> PROBLEM REQUIREMENTS: Would you return the listing exactly as written, apart from its pictures?

** Opening GIVEN INFORMATION block **

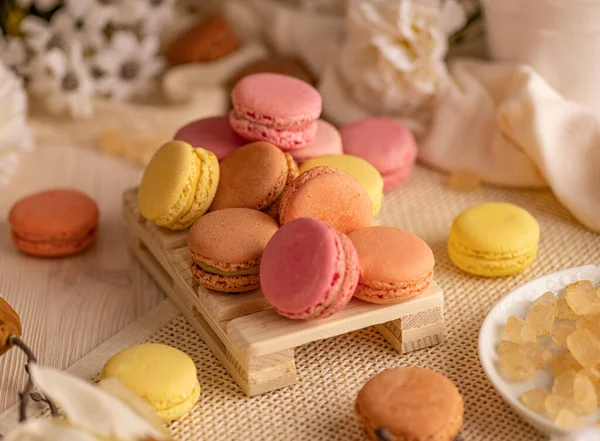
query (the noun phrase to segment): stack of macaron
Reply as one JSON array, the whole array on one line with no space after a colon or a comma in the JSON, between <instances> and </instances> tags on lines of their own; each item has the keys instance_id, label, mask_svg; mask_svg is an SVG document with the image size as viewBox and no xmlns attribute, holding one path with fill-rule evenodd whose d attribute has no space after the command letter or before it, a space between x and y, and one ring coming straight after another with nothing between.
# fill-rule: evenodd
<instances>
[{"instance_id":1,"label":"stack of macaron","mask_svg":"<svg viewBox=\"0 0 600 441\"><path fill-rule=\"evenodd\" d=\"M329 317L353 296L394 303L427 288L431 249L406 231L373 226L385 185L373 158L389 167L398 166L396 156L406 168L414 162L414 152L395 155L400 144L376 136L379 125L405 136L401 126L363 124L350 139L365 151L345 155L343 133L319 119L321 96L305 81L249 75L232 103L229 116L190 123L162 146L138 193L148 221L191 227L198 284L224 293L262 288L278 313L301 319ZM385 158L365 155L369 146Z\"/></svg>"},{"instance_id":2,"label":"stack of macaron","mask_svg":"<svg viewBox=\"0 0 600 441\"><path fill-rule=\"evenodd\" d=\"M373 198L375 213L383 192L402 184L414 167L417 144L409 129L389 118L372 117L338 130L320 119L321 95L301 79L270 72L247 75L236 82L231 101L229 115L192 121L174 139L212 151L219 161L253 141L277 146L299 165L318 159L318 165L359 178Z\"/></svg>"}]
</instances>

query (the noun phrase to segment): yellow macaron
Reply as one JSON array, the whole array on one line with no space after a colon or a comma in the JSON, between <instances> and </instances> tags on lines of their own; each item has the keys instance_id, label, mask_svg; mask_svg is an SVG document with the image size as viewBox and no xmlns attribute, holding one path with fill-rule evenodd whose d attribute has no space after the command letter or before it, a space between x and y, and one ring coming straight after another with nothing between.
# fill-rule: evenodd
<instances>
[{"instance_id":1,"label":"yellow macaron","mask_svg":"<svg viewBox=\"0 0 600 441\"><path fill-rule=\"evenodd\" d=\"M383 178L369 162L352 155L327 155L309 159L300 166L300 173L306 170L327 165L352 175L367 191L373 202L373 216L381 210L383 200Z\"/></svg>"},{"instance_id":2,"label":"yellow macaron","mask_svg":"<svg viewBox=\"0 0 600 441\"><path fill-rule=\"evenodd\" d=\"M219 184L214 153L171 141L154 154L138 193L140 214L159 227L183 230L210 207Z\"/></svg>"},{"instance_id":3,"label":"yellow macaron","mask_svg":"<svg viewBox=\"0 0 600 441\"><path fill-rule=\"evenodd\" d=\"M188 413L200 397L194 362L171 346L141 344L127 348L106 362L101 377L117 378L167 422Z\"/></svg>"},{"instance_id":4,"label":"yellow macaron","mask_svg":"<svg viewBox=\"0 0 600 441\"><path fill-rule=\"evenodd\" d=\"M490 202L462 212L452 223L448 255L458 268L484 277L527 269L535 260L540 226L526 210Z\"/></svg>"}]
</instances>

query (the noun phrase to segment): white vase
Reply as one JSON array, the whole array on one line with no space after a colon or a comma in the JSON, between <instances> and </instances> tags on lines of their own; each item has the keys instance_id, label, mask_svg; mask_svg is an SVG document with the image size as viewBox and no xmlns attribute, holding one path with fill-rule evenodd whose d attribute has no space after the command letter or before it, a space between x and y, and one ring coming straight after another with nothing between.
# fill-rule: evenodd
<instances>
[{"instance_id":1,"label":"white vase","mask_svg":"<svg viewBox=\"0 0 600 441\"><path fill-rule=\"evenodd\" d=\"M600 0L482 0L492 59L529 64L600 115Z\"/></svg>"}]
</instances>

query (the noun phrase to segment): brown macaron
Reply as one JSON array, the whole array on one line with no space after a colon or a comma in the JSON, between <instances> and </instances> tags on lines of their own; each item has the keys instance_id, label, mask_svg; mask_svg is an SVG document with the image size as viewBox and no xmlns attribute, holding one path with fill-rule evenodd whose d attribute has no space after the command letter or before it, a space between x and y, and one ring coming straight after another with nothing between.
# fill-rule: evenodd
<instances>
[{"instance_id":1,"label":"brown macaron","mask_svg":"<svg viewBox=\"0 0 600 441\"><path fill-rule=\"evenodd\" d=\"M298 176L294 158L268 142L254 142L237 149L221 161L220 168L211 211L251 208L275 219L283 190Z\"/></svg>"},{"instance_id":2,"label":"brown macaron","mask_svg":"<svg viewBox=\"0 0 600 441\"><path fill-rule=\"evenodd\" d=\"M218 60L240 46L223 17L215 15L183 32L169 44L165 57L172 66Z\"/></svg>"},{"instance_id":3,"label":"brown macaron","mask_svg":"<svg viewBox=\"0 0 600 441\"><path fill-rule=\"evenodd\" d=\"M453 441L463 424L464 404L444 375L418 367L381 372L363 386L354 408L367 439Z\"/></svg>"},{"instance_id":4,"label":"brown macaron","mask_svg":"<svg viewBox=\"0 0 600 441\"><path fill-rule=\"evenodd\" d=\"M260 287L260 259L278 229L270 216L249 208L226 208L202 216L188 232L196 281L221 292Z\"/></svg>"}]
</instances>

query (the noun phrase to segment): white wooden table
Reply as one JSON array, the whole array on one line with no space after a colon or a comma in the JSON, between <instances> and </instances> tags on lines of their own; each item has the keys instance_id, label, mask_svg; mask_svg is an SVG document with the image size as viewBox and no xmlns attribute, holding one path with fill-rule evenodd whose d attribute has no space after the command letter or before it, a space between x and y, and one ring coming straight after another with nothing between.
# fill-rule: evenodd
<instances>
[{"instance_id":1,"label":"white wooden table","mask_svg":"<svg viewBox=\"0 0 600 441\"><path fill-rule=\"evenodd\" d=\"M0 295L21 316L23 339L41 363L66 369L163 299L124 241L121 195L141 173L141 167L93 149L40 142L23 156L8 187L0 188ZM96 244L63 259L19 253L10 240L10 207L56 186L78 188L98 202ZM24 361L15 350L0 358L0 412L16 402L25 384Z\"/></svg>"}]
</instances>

** Closing GIVEN INFORMATION block **

> REPLY TO THE TASK:
query (the noun phrase to segment): stack of macaron
Reply as one JSON array, the whole array on one line with no space after a colon or a comma in the JSON, between <instances> and </instances> tags on lines of their own; each item has the keys instance_id, label, mask_svg; mask_svg is an SVG document with the image size as viewBox and no xmlns attribute, holding one path with fill-rule evenodd whose d attribute has no space after the command letter or before it, a space between x and y, and one ring coming straight after another with nothing between.
# fill-rule: evenodd
<instances>
[{"instance_id":1,"label":"stack of macaron","mask_svg":"<svg viewBox=\"0 0 600 441\"><path fill-rule=\"evenodd\" d=\"M329 317L353 296L394 303L427 288L431 249L406 231L373 226L385 185L373 158L389 167L398 166L396 156L406 168L414 162L414 152L395 155L400 144L376 136L379 125L405 136L401 126L363 124L350 139L365 151L345 155L343 133L319 119L321 96L305 81L249 75L232 103L229 116L190 123L162 146L138 193L148 221L191 227L198 284L224 293L262 288L278 313L301 319ZM385 158L365 155L369 146Z\"/></svg>"},{"instance_id":2,"label":"stack of macaron","mask_svg":"<svg viewBox=\"0 0 600 441\"><path fill-rule=\"evenodd\" d=\"M373 198L375 213L383 192L402 184L414 167L417 144L409 129L389 118L372 117L338 130L320 119L321 95L301 79L270 72L247 75L236 82L231 101L229 115L192 121L174 139L212 151L219 161L253 141L277 146L299 165L318 159L318 165L359 178Z\"/></svg>"}]
</instances>

query (the noun phrase to segment): yellow macaron
Reply as one JSON array, the whole array on one line with no space after a colon or a comma in the JSON, between <instances> and </instances> tags on lines of their own; each item has the keys instance_id, label, mask_svg; mask_svg is an SVG document with the image size as viewBox and no xmlns attribute, holding one path with fill-rule evenodd whose d attribute has no space after the command letter or before it, a space between x and y, and one ring coming straight after another with nothing between.
# fill-rule: evenodd
<instances>
[{"instance_id":1,"label":"yellow macaron","mask_svg":"<svg viewBox=\"0 0 600 441\"><path fill-rule=\"evenodd\" d=\"M383 178L369 162L352 155L327 155L309 159L300 166L300 173L306 170L327 165L352 175L367 191L373 202L373 216L381 210L383 200Z\"/></svg>"},{"instance_id":2,"label":"yellow macaron","mask_svg":"<svg viewBox=\"0 0 600 441\"><path fill-rule=\"evenodd\" d=\"M219 184L214 153L171 141L154 154L138 193L140 214L159 227L183 230L210 207Z\"/></svg>"},{"instance_id":3,"label":"yellow macaron","mask_svg":"<svg viewBox=\"0 0 600 441\"><path fill-rule=\"evenodd\" d=\"M188 413L200 397L194 362L171 346L141 344L127 348L106 362L101 377L117 378L167 422Z\"/></svg>"},{"instance_id":4,"label":"yellow macaron","mask_svg":"<svg viewBox=\"0 0 600 441\"><path fill-rule=\"evenodd\" d=\"M490 202L462 212L452 223L448 255L458 268L484 277L527 269L535 260L540 226L526 210Z\"/></svg>"}]
</instances>

query (the noun phrase to segment): white vase
Reply as one JSON array, the whole array on one line with no space after a colon or a comma in the JSON, between <instances> and </instances> tags on lines of their own; each item has the keys instance_id, label, mask_svg; mask_svg is an SVG document with the image size as viewBox and no xmlns attribute, holding one path with fill-rule evenodd whose d attribute has no space after the command letter or before it, a space between x and y, and one ring coming straight after another with nothing between.
# fill-rule: evenodd
<instances>
[{"instance_id":1,"label":"white vase","mask_svg":"<svg viewBox=\"0 0 600 441\"><path fill-rule=\"evenodd\" d=\"M600 0L482 0L492 59L529 64L600 115Z\"/></svg>"}]
</instances>

query (the noun phrase to segment): brown macaron
Reply as one JSON array, the whole array on one line with no space after a colon or a comma in the JSON, between <instances> and </instances> tags on lines of their own; each item has the keys instance_id, label, mask_svg; mask_svg is an SVG document with the image size as viewBox and no xmlns attribute, holding one path with fill-rule evenodd whose d attribute has no space after the command letter or before it, a space between x and y, and one ring coming straight after another with nothing between.
# fill-rule: evenodd
<instances>
[{"instance_id":1,"label":"brown macaron","mask_svg":"<svg viewBox=\"0 0 600 441\"><path fill-rule=\"evenodd\" d=\"M298 176L294 158L268 142L254 142L237 149L221 161L220 168L211 211L251 208L275 219L283 190Z\"/></svg>"},{"instance_id":2,"label":"brown macaron","mask_svg":"<svg viewBox=\"0 0 600 441\"><path fill-rule=\"evenodd\" d=\"M218 60L240 46L223 17L215 15L183 32L169 44L165 57L172 66Z\"/></svg>"},{"instance_id":3,"label":"brown macaron","mask_svg":"<svg viewBox=\"0 0 600 441\"><path fill-rule=\"evenodd\" d=\"M453 441L463 424L464 404L444 375L418 367L381 372L363 386L354 408L367 439Z\"/></svg>"},{"instance_id":4,"label":"brown macaron","mask_svg":"<svg viewBox=\"0 0 600 441\"><path fill-rule=\"evenodd\" d=\"M260 287L260 259L278 229L270 216L249 208L226 208L202 216L188 232L196 281L221 292Z\"/></svg>"}]
</instances>

query (the noun phrase to segment): white wooden table
Reply as one JSON array, the whole array on one line with no space after a colon or a comma in the JSON, between <instances> and </instances> tags on lines of their own; each item has the keys instance_id, label, mask_svg; mask_svg is an SVG document with the image size as viewBox and no xmlns attribute, holding one path with fill-rule evenodd whose d attribute has no space after the command letter or before it, a space between x and y, and one ring coming straight after another with nothing between.
# fill-rule: evenodd
<instances>
[{"instance_id":1,"label":"white wooden table","mask_svg":"<svg viewBox=\"0 0 600 441\"><path fill-rule=\"evenodd\" d=\"M0 295L21 316L23 339L41 363L66 369L163 299L124 241L121 195L141 173L141 167L93 149L40 142L23 156L8 187L0 188ZM96 244L63 259L19 253L10 240L10 207L56 186L78 188L98 202ZM24 361L15 350L0 358L0 412L16 402L25 384Z\"/></svg>"}]
</instances>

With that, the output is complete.